** EXERCISE REQUIREMENTS **
#1 Translate this sentence from the pandas notebook excerpt into Spanish: "We need to change it to numeric type to perform any numerical operations."
#2 Quote the stretch of the pandas notebook excerpt from "To see frequency" through "#raw_df.home_ownership.unique()" word for word.

** TEXT PROVIDED **

• • •

To see count / frequency of each values in a column

In [None]:
#df['home_ownership'].value_counts()
#> OR
#df.home_ownership.value_counts()

To see unique values of all columns of a dataframe

In [None]:
#print(df.apply(lambda col: col.unique()))

To see frequency of values of a column (loan_status) within a selected values of other column

In [26]:
#df.groupby('loan_status').mean()

#df.loc[df['home_ownership']=='RENT', 'loan_status'].value_counts()
#df.loc[df.annual_inc >= 1000000, 'loan_status'].value_counts()

To see unique values of a column

In [4]:
#raw_df.home_ownership.unique()

Correlation matrix

In [None]:
#plt.figure(figsize=(12, 8))
#seaborn.heatmap(df.corr(), annot=True, cmap='viridis')

### Null values

In [29]:
#> To see the count of NA in a column
#df.emp_title.isna().sum()

#> Drop null value records from data
#df.dropna()

## Data type Conversion <a class="anchor" id="third-bullet"></a>

To numeric

In [42]:
#> We have percentage values in a column which are read as object type. We need to change it to numeric type to perform any numerical operations.

• • •

[Collected data entries]
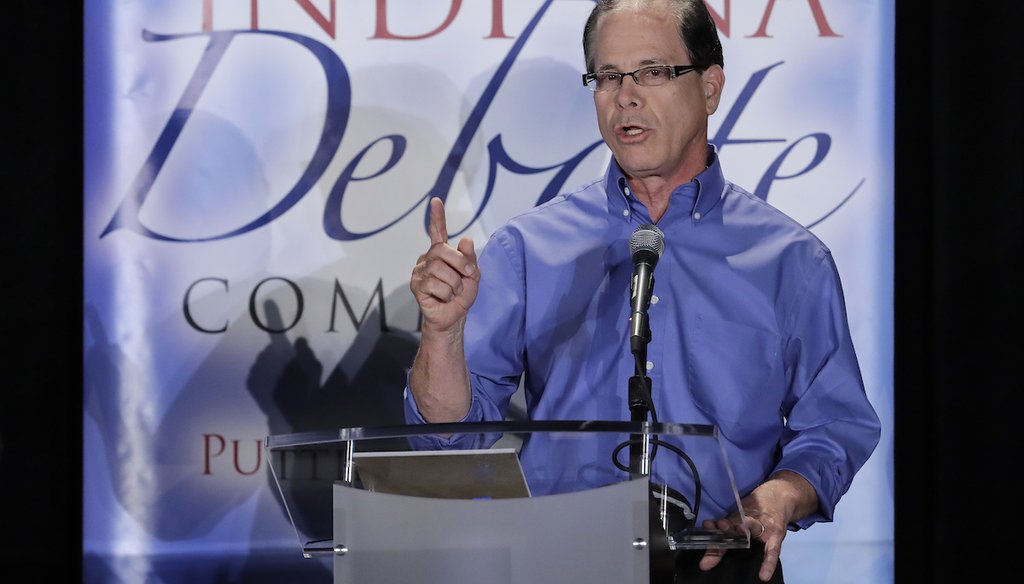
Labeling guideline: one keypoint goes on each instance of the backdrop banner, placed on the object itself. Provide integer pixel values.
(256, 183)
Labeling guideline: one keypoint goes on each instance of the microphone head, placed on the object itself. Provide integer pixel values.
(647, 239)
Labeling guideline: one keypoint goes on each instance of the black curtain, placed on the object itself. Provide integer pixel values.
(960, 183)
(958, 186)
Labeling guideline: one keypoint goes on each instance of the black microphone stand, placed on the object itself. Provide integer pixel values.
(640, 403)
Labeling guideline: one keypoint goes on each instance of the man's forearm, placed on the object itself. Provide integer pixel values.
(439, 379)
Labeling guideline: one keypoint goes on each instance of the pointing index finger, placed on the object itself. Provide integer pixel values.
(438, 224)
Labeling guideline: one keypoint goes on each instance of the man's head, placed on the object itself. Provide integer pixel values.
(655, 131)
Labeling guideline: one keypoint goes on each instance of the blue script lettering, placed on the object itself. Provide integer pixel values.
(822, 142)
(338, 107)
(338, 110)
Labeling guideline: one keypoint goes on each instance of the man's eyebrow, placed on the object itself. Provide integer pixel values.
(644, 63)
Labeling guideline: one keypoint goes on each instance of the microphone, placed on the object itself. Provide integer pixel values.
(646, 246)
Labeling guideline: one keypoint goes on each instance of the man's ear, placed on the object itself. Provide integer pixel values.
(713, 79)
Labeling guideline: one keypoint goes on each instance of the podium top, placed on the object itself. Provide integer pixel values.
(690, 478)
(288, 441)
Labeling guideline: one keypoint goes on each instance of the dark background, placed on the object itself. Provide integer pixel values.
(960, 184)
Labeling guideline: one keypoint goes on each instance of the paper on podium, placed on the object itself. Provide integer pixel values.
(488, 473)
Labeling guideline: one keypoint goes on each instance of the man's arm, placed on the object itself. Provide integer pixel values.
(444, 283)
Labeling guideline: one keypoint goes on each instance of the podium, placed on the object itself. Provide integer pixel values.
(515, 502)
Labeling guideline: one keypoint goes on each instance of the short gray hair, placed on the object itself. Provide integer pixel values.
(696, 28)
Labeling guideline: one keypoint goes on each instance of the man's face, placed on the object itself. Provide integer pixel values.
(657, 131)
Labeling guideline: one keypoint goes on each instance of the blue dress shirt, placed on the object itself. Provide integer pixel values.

• • •

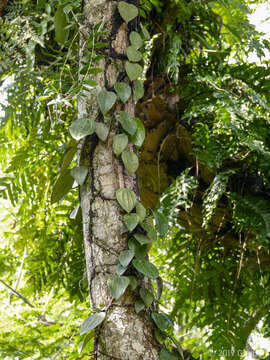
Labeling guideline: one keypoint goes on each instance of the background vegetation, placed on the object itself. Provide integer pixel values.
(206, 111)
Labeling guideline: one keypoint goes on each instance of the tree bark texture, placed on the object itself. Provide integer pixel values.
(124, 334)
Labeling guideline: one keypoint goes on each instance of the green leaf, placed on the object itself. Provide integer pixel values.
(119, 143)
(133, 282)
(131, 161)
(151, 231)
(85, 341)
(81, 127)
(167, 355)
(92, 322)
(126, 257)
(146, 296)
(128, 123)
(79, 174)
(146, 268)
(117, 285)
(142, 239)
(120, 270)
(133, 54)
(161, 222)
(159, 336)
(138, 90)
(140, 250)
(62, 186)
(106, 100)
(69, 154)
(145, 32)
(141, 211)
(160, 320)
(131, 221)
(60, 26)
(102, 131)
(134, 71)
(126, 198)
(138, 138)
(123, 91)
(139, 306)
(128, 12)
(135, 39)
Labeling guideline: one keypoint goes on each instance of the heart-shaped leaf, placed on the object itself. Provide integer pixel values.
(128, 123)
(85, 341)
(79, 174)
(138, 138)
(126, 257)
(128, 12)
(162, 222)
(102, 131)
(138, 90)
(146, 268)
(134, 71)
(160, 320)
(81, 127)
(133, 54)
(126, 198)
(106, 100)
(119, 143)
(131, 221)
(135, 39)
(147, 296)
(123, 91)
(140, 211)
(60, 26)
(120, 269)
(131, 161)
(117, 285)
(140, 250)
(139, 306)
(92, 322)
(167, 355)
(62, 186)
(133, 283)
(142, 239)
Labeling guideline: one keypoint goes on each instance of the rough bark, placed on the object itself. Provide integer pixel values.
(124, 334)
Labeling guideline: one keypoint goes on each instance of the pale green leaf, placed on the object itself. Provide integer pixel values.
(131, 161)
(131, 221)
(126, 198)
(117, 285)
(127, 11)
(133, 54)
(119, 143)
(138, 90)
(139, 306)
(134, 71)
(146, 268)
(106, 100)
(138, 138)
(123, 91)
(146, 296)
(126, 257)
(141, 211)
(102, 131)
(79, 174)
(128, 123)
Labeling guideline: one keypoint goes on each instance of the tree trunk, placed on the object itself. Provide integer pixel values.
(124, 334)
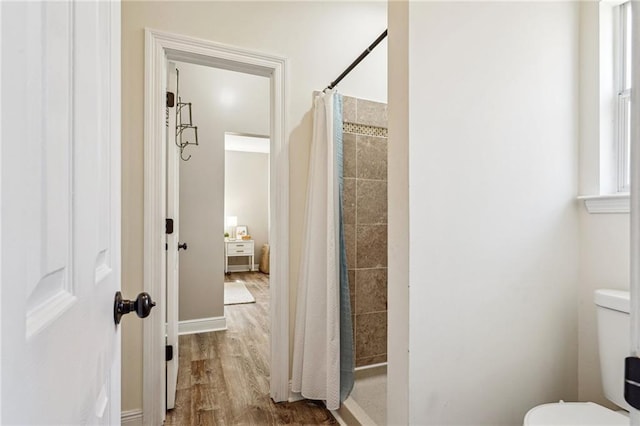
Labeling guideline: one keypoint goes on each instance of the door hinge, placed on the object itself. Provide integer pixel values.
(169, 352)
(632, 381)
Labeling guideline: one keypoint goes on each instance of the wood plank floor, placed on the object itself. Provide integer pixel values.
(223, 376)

• • •

** ANSWERS TO THE EXERCISE **
#1 Necesitamos cambiarlo a tipo numérico para realizar cualquier operación numérica.

#2
To see frequency of values of a column (loan_status) within a selected values of other column

In [26]:
#df.groupby('loan_status').mean()

#df.loc[df['home_ownership']=='RENT', 'loan_status'].value_counts()
#df.loc[df.annual_inc >= 1000000, 'loan_status'].value_counts()

To see unique values of a column

In [4]:
#raw_df.home_ownership.unique()